ASSIGNMENT -> In the Synergos data tag excerpt below, condense the paragraph that begins "In Synergos, usually all the data" into at most two sentences, keeping its main facts.

PAGE EXCERPT ->
In Synergos, usually all the data a worker container has is at the /worker/data
mount point. Data tag is a Python list, whose elements are all the sub-directory names visited if traversing from /worker/data/
to the sub-directory where the chosen dataset resides (where its corresponding metadata.json
resides).
For example, whem starting a worker container with docker container run
, it is specified with a flag -v /tabular:/worker/data
. And in the corresponding VM file system, the folder /tabular
has the following structure.
/tabular
/2019
/train
metadata.json
tabular_data.csv
schema.json
/evaluate
metadata.json
tabular_data.csv
schema.json
/2020
/train
metadata.json
tabular_data.csv
schema.json
/evaluate
metadata.json
tabular_data.csv
schema.json
/predict
metadata.json
tabular_data.csv
schema.json
Now, for this given worker, to perform training using data in folder /tabular/2019/train
and evaluation using data in folder /tabular/2019/evaluate
, specify the following tags in the Synergos Driver script:
driver.tags.create(
collab_id = "collaboration_1",
project_id="project_1",
participant_id="participant_1",
train=[["2019", "train"]], # data used in training
evaluate=[["2019", "evaluate"]], # data used to evaluate model performance
)
or the following JSON string in the Synergos GUI:
{
"train": [["2019", "train"]],
"evaluate": [["2019", "evaluate"]]
}
To perform training and evaluation using data from both 2019
and 2020
, specify the following tags in the Synergos Driver script:
driver.tags.create(
collab_id = "collaboration_1",
project_id="project_1",
participant_id="participant_1",
train=[["2019", "train"],
["2020", "train"]], # data used in training
evaluate=[["2019", "evaluate"],
["2020", "train"]], # data used to evaluate model performance
)
or the following JSON string in the Synergos GUI:
{
"train": [
["2019", "train"],
["2020", "train"]
],
"evaluate": [
["2019", "evaluate"],
["2020", "train"]
]
}

RECORDS SHOWN ->

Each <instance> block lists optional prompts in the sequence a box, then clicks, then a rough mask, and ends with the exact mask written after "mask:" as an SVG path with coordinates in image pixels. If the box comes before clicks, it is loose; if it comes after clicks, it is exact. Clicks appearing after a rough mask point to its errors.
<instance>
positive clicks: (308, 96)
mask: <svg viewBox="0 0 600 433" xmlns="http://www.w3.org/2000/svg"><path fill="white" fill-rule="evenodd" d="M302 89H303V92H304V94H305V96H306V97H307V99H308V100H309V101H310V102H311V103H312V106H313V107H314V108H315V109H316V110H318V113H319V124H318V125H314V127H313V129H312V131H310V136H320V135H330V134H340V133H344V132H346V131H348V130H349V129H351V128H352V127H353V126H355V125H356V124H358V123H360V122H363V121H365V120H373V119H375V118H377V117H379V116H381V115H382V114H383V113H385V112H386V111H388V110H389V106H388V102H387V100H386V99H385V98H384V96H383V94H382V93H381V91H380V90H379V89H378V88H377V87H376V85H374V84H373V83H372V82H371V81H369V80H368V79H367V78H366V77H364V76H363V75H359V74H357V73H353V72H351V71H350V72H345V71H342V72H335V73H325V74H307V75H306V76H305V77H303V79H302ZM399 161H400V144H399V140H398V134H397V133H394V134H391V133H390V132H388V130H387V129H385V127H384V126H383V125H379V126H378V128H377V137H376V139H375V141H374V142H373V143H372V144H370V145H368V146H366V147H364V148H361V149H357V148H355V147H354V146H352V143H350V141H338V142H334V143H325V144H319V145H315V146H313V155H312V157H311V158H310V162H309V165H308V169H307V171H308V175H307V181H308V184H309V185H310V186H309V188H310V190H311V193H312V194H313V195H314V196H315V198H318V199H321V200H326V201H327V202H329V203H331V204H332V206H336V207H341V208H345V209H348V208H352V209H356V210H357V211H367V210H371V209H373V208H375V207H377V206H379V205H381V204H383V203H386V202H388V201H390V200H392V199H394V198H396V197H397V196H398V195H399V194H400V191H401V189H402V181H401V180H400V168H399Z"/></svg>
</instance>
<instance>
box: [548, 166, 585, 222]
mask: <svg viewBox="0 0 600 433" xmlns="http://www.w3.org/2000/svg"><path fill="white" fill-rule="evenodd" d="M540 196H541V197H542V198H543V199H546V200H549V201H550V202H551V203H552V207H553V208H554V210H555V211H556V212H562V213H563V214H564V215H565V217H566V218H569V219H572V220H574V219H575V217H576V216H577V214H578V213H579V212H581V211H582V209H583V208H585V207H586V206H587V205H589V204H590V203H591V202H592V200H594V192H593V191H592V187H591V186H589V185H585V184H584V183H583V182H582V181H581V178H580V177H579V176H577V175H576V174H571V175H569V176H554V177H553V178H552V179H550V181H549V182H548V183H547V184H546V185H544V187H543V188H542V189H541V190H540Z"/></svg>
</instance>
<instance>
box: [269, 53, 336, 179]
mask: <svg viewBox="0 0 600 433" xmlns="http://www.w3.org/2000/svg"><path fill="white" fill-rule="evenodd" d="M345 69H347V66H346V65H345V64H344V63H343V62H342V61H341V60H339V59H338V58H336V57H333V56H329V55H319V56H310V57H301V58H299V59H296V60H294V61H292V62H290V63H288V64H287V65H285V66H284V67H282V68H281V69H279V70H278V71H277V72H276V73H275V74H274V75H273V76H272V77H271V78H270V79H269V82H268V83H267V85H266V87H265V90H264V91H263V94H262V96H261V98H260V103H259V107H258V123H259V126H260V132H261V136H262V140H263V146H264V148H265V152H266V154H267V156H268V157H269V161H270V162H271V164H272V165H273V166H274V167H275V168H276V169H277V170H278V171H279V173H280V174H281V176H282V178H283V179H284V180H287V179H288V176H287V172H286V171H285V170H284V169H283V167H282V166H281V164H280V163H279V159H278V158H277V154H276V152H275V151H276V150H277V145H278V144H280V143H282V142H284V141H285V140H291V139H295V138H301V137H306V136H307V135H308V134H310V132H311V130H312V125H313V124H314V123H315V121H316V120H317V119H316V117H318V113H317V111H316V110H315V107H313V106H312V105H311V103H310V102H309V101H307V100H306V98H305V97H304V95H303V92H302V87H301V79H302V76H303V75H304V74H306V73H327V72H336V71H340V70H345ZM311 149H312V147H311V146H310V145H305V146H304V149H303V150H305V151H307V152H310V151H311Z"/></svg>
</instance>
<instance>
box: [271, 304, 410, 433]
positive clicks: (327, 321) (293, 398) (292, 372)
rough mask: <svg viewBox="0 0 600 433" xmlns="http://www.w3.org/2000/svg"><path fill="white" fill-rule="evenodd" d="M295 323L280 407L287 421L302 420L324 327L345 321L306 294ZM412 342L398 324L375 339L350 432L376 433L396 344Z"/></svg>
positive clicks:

ANSWER BELOW -> A Synergos worker container normally keeps all its data under the /worker/data mount point. A data tag is a Python list of the sub-directory names passed through from /worker/data/ to the folder holding the chosen dataset and its metadata.json.